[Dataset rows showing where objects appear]
========

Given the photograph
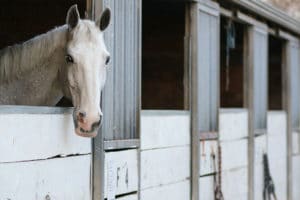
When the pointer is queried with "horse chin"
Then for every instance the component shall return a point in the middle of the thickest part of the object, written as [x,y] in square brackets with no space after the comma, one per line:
[81,133]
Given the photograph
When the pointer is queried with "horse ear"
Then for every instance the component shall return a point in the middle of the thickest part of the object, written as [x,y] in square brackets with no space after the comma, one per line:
[104,20]
[73,17]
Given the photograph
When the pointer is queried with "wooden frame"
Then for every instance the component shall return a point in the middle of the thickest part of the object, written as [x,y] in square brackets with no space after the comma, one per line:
[198,93]
[101,143]
[291,75]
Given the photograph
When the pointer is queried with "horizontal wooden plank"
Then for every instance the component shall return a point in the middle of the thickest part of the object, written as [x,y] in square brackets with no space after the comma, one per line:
[296,177]
[234,154]
[174,191]
[235,184]
[121,172]
[39,136]
[60,178]
[15,109]
[161,129]
[207,148]
[277,123]
[206,188]
[233,124]
[128,197]
[164,166]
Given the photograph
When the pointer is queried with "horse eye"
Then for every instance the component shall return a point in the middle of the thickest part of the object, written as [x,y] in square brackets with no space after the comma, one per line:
[107,60]
[69,59]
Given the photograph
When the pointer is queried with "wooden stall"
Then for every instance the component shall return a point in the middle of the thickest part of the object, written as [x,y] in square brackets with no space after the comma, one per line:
[197,92]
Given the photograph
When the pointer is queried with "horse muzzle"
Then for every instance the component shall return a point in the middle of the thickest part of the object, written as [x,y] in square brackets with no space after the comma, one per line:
[86,127]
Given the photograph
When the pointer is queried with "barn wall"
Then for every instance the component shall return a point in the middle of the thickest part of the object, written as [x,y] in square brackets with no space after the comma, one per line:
[165,155]
[296,165]
[277,151]
[233,127]
[41,155]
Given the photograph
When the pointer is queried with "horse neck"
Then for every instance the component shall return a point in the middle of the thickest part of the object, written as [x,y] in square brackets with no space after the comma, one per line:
[38,52]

========

=== Your instructions ===
Collect every line of the data above that contains the word "When", matching case exactly.

=== Task output ===
When the pointer is queried with "horse chin"
When the pointer is queried with "horse ear"
When the pointer is queried with "wooden frame"
When the pointer is queried with "horizontal wooden plank"
When the pointer is queried with "horse eye"
When the pointer is queried with "wooden stall"
When the pointer is queried with "horse muzzle"
When the pointer is queried with "barn wall"
When the pointer is queried with "horse neck"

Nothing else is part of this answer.